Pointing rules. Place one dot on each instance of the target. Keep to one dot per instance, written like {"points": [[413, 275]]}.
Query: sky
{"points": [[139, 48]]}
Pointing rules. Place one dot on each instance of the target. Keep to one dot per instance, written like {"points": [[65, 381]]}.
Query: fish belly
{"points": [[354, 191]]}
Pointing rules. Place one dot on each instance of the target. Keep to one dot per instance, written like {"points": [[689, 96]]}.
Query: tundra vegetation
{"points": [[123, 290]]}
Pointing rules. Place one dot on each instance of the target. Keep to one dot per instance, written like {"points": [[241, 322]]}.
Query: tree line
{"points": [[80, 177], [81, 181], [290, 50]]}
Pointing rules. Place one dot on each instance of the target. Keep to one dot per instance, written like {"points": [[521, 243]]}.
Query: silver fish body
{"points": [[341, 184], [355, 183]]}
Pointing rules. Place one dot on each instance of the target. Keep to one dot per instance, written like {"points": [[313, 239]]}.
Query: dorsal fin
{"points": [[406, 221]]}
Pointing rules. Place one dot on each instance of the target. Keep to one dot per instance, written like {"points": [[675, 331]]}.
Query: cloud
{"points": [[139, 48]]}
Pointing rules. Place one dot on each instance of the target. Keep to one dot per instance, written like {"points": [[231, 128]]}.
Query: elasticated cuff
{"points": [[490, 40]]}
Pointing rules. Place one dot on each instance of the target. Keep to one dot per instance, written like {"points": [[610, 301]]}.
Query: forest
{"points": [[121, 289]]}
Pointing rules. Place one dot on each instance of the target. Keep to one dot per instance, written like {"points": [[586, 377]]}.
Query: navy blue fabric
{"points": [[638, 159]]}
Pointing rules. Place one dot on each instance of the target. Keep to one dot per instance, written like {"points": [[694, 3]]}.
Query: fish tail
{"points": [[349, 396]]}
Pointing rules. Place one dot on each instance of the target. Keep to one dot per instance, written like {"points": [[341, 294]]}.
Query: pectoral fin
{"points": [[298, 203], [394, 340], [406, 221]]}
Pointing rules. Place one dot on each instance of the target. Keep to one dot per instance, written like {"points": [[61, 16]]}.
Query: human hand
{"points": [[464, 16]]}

• _Given task_
How many lines of the material contain the string "fish", with case counting? Reply with the number alone.

• _Written response_
3